Entries supplied
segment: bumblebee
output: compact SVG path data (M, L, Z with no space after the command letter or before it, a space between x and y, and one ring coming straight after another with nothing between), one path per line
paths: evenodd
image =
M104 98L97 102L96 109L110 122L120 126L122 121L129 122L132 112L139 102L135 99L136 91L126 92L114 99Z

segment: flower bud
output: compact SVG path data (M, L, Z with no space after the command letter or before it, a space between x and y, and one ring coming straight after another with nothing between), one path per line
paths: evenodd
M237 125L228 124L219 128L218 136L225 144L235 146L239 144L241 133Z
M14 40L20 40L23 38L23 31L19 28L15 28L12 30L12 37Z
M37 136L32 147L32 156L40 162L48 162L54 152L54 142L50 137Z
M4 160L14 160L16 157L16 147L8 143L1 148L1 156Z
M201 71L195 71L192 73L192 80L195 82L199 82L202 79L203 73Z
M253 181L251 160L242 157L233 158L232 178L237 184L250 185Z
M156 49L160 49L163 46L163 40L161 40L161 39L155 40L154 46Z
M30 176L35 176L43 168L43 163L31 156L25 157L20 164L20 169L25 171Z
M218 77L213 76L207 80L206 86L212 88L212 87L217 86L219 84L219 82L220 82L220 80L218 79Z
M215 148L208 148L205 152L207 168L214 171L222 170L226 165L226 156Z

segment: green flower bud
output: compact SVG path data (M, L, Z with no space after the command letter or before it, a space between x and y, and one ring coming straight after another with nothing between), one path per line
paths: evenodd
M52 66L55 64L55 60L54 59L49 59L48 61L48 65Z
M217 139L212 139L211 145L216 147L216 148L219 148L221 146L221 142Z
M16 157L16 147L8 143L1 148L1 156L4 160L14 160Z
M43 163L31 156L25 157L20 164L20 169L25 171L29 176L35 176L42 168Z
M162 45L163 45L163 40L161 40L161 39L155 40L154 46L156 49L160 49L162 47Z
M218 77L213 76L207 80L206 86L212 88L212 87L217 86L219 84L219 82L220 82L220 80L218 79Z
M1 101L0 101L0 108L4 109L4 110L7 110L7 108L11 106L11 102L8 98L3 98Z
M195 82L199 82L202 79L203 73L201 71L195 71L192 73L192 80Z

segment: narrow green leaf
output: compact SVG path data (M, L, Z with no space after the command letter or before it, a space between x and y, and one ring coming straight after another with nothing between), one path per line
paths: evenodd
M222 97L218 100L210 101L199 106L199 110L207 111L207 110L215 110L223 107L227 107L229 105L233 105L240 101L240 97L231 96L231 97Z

Exercise details
Rewrite all the data above, replacing every "evenodd" with "nonzero" and leaving everything else as it is.

Task response
segment: bumblebee
output: compact SVG path data (M, L, Z with no space after the command letter or before it, a space between x and y, and one ring coming straight after another with nothing between), one path per line
paths: nonzero
image =
M104 98L97 102L96 109L110 122L120 126L122 121L129 122L132 112L139 102L135 99L136 91L126 92L114 99Z

segment: flower bud
output: compact SVG path data (M, L, Z with no space after the command letter or before it, a space between x and y, and one ring coming straight after another with nothing between), one path per line
paths: nonzero
M237 125L228 124L219 128L218 136L225 144L235 146L239 144L241 133Z
M14 40L20 40L23 38L23 31L19 28L15 28L12 30L12 37Z
M37 136L32 147L32 156L40 162L48 162L54 152L54 142L50 137Z
M4 160L14 160L16 157L16 147L8 143L1 148L1 156Z
M201 71L195 71L192 73L192 80L195 82L199 82L202 79L203 73Z
M253 181L251 160L242 157L233 158L232 178L237 184L250 185Z
M156 49L160 49L163 46L163 40L161 40L161 39L155 40L154 46Z
M30 176L35 176L43 168L43 163L31 156L25 157L20 164L20 169L25 171Z
M218 77L213 76L207 80L206 86L212 88L212 87L217 86L219 84L219 82L220 82L220 80L218 79Z
M215 148L208 148L205 152L207 168L214 171L222 170L226 165L226 156Z

segment: green flower bud
output: compact SVG path data (M, L, Z with no space after the command letter or before it, a space between x and y, and one ring coming straight after another with nothing between), one path per line
paths: nonzero
M52 66L55 64L55 60L54 59L49 59L48 61L48 65Z
M217 139L212 139L211 145L216 147L216 148L219 148L221 146L221 142Z
M16 157L16 147L8 143L1 148L1 156L4 160L14 160Z
M43 163L31 156L25 157L20 164L20 169L25 171L29 176L35 176L42 168Z
M162 45L163 45L163 40L161 40L161 39L155 40L154 46L156 49L160 49L162 47Z
M218 77L213 76L207 80L206 86L212 88L212 87L217 86L219 84L219 82L220 82L220 80L218 79Z
M1 101L0 101L0 108L4 109L4 110L7 110L7 108L11 106L11 102L8 98L3 98Z
M195 82L199 82L202 79L203 73L201 71L195 71L192 73L192 80Z

segment: narrow green leaf
output: compact SVG path data (M, L, Z with no space after the command letter or before it, a space between x and y, and one ring coming straight after another with nothing between), one path per line
paths: nonzero
M222 97L218 100L210 101L199 106L199 110L207 111L207 110L215 110L223 107L227 107L229 105L233 105L240 101L240 97L231 96L231 97Z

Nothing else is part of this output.